SOURCE DOCUMENT:
⁂
Aside from evidence that missing proteins were being made in the patients, there was anecdotal evidence of benefit. The family of one boy in Israel said he had slept through his first night without coughing.

"In the case of muscular dystrophy, we had reports of kids who were more active," he told The Daily Telegraph. But he stressed that bigger, randomized control studies, are now needed to quantify the effects. Dr Peltz continued, "In addition to the ongoing Phase 2 clinical trials of PTC124 in cystic fibrosis and Duchenne muscular dystrophy, we are evaluating PTC124 preclinically in a number of additional genetic disorders."

Nonsense mutations are single spelling mistakes in the genetic code that, when read by cellular machinery, mark a "full stop" in the process of turning genetic code into one of the proteins that builds and operates cells.

This prematurely interrupts the process of making the proteins, creating fragments of proteins without function and ultimately resulting in genetic disorders and disease. PTC124 is a small molecule that allows the biochemical machinery to skip these full stops to restore the manufacture of the protein. The drug acts on the ribosomes, the "factories" that make the proteins that build and operate cells.

Dr Peltz said that in some hereditary diseases even if only one per cent of protein is made as a result of the drug's action, there can be a significant effect. Often as little as 10 per cent of normal protein is enough to halt the condition. I

n Phase 1 - preliminary, clinical trials, PTC124 was generally well tolerated, achieved concentrations in the body that have been associated with activity in animals. One fear was that the normal full stops in the genetic code could be ignored, causing side effects. But there was no evidence of this, said Dr Peltz.

PTC has had approval from the US authorities to carry out larger - Phase 2 - clinical trials of PTC124 in nonsense-mutation-mediated cystic fibrosis and Duchenne muscular dystrophy. Last year, at an international conference in London, the company reported increases in dystrophin in muscle biopsies in a number of patients and statistically significant improvements in muscle enzymes.
⁂
RAW DATA:
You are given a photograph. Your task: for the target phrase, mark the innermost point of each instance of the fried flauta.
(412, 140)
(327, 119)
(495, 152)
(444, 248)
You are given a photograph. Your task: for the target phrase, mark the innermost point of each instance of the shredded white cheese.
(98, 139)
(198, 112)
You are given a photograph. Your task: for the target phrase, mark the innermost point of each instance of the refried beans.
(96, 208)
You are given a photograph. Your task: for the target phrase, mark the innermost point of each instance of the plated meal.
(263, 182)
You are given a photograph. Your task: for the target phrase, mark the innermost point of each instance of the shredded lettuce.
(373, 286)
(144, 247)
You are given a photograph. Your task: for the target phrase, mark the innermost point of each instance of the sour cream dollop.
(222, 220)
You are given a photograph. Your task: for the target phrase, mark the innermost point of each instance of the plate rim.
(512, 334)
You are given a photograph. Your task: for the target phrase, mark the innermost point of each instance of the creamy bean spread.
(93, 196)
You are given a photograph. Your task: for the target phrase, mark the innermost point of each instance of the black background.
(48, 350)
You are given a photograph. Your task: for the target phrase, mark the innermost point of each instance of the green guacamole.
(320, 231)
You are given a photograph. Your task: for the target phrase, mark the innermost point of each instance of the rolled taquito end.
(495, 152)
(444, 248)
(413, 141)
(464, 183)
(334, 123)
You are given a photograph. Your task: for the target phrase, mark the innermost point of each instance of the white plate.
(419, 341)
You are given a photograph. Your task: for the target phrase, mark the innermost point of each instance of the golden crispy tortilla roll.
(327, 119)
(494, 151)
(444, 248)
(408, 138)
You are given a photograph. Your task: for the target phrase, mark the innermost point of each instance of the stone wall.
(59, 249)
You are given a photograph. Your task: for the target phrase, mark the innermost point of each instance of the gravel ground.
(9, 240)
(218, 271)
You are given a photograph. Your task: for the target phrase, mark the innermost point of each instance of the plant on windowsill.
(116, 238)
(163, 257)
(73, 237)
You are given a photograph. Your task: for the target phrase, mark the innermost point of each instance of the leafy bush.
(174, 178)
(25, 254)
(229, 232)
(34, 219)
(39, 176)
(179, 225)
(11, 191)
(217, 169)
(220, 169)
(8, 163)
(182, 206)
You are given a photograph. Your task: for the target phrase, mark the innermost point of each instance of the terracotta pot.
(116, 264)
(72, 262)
⁂
TRY IT:
Continue the article about the drug PTC124 from the point where it stops.

RESULT:
"These results are the first example of an oral therapy addressing the underlying cause of DMD by restoring dystrophin production," said Dr Richard Finkel, Children's Hospital of Philadelphia, one of the lead investigators of the trial on 26 patients. "There are limited therapeutic options for patients living with DMD, and these data strongly indicate PTC124 warrants further clinical investigation in this patient population, which has a great unmet medical need." Patients included in the interim analysis were enrolled at three clinical sites in the United States: Children's Hospital of Philadelphia, Philadelphia, Pennsylvania; Cincinnati Children's Hospital Medical Centre, Cincinnati, Ohio; and the University of Utah, Salt Lake City, Utah.

In the study, patients received 28 days of PTC124 treatment at one of two dose levels. All patients were boys with a nonsense mutation in the dystrophin gene.

Patients with cystic fibrosis lack the CFTR protein that maintains proper hydration of cells in the lung, pancreas, and liver, triggering viscous secretions that result in inflammation, chronic colonisation by bacteria and progressive organ destruction. Patients experience chronic shortness of breath, coughing and production of thick, sticky sputum.

In two Phase 2 clinical trials in around 40 patients with cystic fibrosis due to a nonsense mutation, one in America and one in Israel, doctors found that PTC124 can restore function of the (CFTR) protein in airway cells. "These results are very exciting because they provide the first indication that an oral therapy may address the underlying cause of CF through restoration of CFTR function," said Dr J.P. Clancy, University of Alabama at Birmingham, and the lead investigator.

Dr Eitan Kerem, at the Hadassah University Hospital in Mount Scopus, Jerusalem commented, "More than 60 per cent of cystic fibrosis patients in Israel have CF due to a nonsense mutation. Thus, we were very gratified to see such remarkable improvements in CFTR function and other parameters in just a two-week treatment period."